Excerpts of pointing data
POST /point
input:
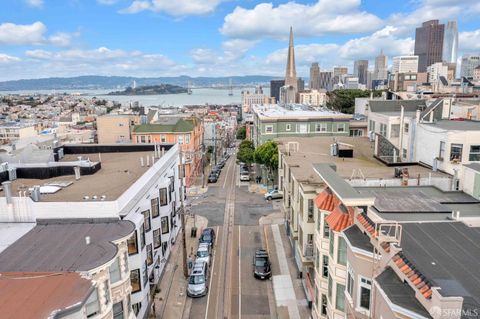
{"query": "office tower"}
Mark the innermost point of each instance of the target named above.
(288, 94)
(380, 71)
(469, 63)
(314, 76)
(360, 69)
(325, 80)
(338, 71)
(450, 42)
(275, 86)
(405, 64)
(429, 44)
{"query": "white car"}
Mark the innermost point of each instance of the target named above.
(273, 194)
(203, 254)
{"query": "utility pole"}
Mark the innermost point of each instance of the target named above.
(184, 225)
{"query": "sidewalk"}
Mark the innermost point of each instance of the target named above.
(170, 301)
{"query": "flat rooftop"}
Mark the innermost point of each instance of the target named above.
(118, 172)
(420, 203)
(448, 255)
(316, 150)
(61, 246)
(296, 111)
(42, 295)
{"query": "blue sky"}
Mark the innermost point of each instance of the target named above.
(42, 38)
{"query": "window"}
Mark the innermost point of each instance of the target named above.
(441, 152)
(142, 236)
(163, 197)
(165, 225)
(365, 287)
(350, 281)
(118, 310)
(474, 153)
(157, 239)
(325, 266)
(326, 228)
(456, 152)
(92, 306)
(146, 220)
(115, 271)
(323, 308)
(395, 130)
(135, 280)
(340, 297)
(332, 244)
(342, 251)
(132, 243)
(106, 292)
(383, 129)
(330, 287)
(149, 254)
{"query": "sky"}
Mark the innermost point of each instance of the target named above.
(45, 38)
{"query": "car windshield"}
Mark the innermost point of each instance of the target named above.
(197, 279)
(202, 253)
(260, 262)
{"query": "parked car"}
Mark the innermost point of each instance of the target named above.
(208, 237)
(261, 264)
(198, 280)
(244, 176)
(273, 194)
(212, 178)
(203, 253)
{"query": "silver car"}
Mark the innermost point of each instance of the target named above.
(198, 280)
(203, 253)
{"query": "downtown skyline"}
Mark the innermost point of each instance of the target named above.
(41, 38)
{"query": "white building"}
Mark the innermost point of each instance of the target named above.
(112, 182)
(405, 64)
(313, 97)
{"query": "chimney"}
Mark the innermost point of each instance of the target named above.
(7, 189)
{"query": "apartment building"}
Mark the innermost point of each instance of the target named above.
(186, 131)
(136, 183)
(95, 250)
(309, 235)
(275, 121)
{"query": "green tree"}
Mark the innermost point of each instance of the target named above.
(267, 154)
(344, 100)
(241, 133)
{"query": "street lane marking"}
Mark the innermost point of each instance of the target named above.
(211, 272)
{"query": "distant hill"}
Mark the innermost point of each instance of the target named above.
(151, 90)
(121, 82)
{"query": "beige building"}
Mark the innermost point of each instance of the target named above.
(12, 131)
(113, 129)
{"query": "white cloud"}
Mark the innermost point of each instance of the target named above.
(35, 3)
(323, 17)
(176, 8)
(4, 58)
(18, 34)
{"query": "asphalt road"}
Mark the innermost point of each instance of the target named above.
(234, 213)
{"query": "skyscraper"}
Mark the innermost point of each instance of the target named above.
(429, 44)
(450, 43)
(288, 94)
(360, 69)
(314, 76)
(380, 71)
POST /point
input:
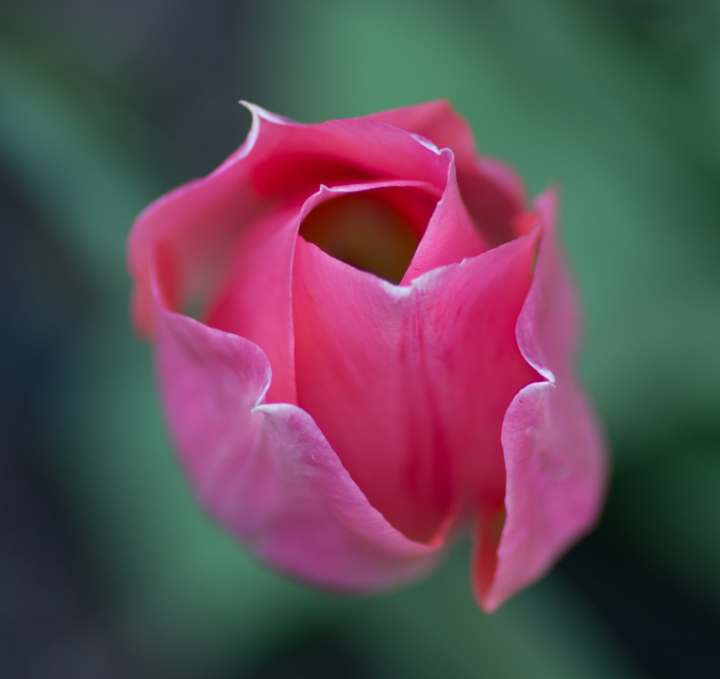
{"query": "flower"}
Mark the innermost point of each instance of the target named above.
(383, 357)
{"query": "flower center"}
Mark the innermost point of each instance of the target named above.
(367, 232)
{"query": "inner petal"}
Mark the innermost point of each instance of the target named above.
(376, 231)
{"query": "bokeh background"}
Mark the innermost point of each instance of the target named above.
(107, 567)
==
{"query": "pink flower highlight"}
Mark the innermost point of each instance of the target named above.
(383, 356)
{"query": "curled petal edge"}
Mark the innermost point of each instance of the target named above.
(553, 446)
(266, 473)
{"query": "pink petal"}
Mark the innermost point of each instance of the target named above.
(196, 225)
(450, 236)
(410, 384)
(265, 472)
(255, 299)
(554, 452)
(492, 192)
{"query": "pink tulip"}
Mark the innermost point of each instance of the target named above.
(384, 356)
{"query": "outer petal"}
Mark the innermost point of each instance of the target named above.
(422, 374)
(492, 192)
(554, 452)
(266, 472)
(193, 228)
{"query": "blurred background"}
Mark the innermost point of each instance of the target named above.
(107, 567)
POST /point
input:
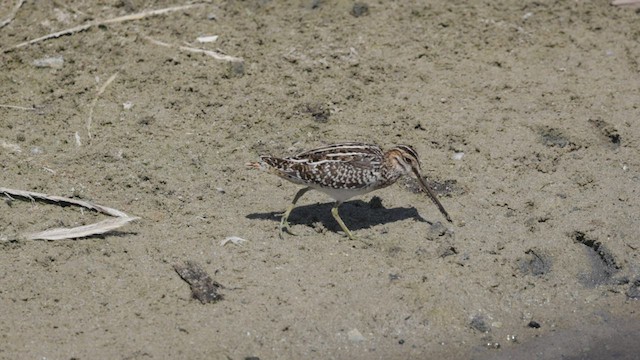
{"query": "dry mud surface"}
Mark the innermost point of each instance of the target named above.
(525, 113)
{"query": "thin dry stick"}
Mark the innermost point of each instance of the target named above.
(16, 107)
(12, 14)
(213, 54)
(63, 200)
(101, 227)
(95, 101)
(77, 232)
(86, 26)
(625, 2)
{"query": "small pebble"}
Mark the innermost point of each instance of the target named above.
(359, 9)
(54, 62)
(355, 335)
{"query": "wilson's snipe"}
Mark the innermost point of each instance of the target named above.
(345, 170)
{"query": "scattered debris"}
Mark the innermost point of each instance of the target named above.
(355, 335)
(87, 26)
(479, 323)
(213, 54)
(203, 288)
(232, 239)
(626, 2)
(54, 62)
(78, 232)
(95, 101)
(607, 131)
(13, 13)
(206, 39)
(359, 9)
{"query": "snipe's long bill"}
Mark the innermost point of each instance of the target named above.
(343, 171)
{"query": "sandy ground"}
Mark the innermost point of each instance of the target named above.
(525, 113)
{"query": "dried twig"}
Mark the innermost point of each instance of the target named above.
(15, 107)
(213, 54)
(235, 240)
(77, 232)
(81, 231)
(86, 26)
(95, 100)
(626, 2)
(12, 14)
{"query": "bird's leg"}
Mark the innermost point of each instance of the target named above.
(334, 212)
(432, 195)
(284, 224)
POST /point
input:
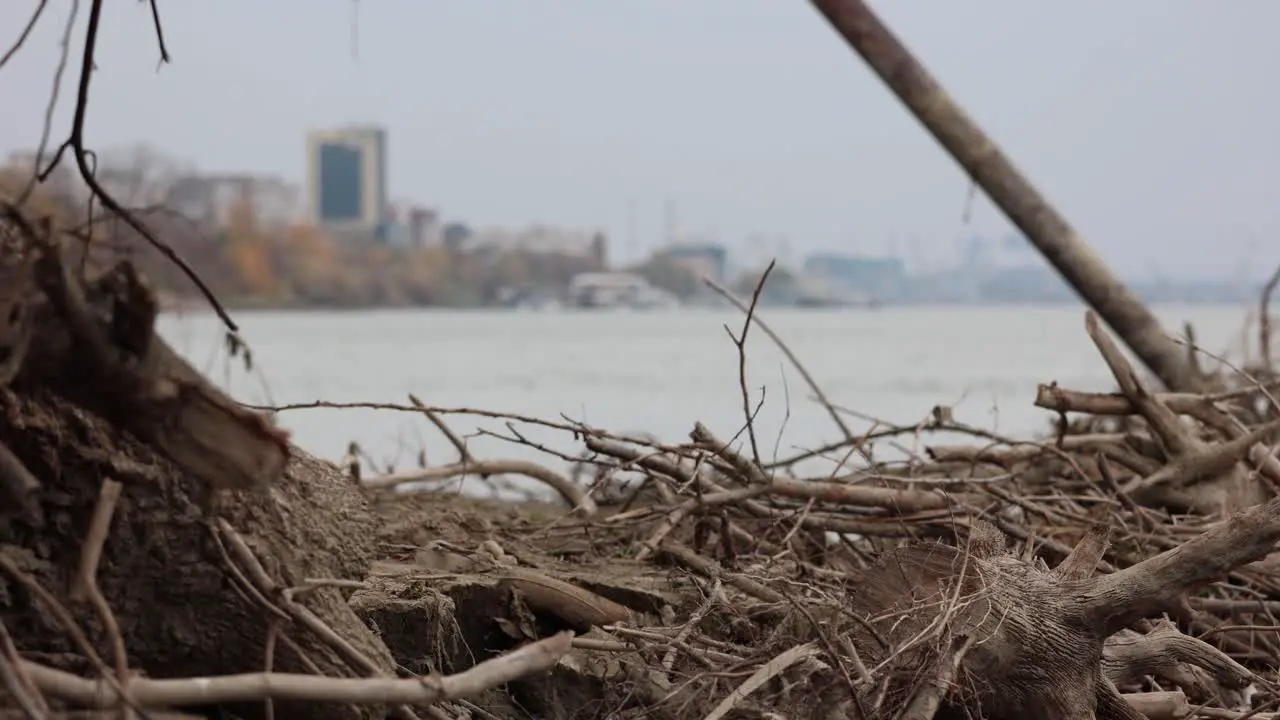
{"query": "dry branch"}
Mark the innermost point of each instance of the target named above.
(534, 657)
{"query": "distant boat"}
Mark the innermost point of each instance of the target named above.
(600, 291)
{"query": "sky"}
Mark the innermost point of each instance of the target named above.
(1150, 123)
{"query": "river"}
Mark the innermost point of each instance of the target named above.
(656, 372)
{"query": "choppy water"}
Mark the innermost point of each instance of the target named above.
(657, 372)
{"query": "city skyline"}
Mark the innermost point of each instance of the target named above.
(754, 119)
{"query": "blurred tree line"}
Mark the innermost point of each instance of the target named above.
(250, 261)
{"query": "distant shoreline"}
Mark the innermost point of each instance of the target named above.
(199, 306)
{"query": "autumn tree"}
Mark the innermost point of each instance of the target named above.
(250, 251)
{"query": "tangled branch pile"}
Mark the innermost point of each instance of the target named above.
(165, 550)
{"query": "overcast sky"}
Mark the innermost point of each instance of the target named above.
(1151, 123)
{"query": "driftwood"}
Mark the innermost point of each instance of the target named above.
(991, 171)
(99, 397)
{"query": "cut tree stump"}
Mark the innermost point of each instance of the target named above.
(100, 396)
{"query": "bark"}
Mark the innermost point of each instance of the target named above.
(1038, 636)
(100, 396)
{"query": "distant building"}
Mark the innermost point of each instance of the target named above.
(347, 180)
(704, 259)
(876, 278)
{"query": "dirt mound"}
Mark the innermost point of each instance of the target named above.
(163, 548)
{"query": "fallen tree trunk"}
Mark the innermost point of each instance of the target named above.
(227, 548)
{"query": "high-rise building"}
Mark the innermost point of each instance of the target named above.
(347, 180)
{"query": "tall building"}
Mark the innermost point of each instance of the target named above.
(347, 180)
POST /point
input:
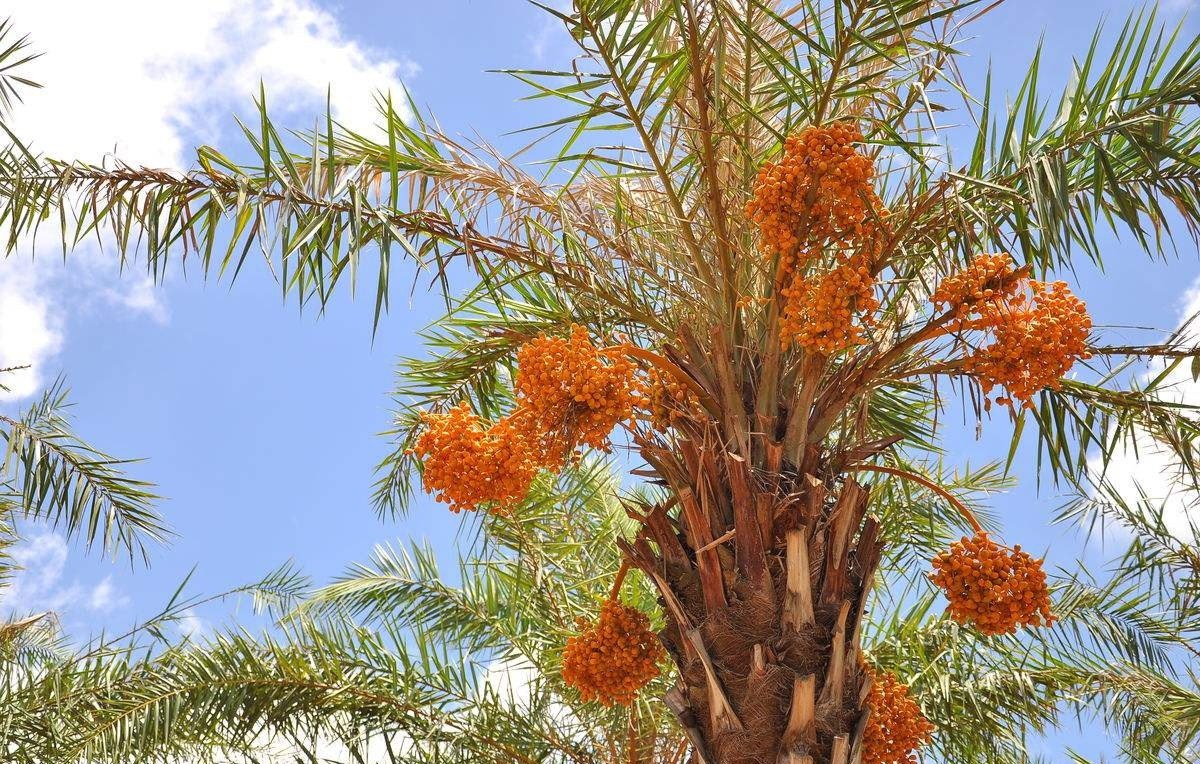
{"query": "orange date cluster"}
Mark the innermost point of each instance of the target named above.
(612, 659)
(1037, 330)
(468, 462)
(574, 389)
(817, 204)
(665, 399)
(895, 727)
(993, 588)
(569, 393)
==
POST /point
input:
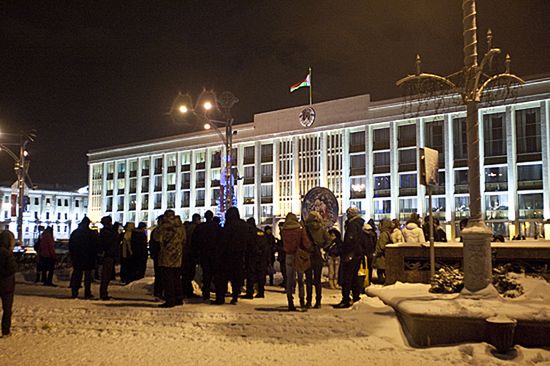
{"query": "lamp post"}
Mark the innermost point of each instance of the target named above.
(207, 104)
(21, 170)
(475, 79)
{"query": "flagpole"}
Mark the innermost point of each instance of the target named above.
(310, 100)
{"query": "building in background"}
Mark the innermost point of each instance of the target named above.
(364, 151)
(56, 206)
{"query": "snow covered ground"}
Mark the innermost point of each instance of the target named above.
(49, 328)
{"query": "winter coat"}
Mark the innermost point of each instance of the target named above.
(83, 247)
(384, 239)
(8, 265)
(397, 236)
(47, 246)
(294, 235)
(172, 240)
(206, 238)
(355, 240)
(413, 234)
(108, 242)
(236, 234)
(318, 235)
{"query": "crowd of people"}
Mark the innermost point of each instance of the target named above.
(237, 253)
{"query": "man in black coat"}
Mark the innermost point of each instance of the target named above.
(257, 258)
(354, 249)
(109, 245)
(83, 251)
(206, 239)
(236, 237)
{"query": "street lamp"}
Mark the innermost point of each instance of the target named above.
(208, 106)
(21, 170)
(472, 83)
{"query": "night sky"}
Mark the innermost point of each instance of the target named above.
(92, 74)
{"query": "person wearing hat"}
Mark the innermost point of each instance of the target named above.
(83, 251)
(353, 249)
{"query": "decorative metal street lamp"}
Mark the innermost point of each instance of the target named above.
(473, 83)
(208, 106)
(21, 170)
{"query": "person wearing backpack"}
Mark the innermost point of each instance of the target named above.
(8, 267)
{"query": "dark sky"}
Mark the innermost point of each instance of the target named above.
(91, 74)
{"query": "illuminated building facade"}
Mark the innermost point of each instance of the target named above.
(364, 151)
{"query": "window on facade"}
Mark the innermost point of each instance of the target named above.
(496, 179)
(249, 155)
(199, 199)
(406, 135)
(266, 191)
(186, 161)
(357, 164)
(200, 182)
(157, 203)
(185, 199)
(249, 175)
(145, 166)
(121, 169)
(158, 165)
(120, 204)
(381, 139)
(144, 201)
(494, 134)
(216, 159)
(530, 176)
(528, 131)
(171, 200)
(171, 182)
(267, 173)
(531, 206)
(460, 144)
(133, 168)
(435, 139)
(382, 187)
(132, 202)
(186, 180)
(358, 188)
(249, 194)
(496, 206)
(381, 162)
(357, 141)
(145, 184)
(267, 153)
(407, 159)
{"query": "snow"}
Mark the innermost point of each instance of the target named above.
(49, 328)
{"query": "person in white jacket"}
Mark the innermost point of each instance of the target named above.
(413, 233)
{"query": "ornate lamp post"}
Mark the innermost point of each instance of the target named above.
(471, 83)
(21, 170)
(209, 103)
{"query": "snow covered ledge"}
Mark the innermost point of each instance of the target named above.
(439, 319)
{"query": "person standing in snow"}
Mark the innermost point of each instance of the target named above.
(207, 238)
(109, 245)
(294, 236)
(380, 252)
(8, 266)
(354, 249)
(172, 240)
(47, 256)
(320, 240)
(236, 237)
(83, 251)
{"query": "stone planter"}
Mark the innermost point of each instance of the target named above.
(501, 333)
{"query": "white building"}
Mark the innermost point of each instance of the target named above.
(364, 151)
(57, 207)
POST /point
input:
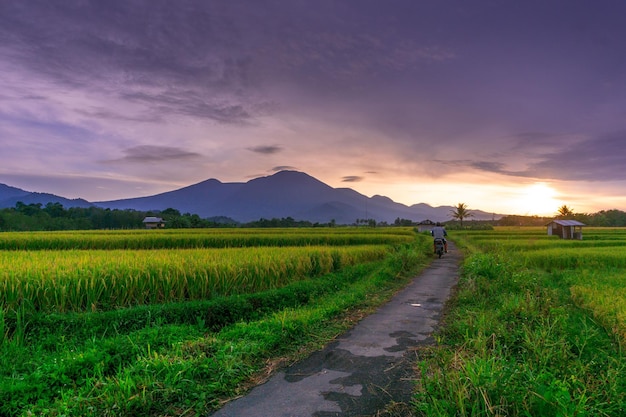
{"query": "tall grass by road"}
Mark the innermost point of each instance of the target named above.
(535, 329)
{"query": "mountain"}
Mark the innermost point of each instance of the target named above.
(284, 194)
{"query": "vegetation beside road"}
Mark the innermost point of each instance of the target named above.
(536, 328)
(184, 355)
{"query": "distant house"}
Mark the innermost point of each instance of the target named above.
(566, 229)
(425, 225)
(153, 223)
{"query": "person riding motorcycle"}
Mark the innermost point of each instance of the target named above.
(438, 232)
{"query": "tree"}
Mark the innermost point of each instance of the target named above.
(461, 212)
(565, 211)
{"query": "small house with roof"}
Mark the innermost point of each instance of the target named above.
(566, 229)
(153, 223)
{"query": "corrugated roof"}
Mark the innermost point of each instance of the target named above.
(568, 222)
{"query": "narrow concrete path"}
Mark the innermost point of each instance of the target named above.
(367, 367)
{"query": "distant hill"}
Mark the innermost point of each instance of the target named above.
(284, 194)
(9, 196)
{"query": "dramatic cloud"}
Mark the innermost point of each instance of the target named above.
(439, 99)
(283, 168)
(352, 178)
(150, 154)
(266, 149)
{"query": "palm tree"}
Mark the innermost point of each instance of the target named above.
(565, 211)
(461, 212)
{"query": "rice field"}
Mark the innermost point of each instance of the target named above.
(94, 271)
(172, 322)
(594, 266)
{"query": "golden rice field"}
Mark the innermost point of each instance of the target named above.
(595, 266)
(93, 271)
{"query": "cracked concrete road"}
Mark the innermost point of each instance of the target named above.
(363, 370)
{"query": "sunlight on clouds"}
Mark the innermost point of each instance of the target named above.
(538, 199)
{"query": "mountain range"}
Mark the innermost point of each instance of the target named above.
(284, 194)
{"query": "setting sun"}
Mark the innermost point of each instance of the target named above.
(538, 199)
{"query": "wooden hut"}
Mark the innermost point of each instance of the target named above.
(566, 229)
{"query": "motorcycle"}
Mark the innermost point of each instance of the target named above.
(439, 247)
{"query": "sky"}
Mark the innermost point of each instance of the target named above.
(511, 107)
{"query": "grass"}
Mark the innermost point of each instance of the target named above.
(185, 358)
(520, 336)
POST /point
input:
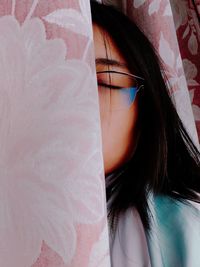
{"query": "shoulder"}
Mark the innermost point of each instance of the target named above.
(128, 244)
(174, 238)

**GIVEN TASK:**
Count the lines in the records above that contain the string "white", matching case exactly. Give only the number.

**EXERCISE ANSWER:**
5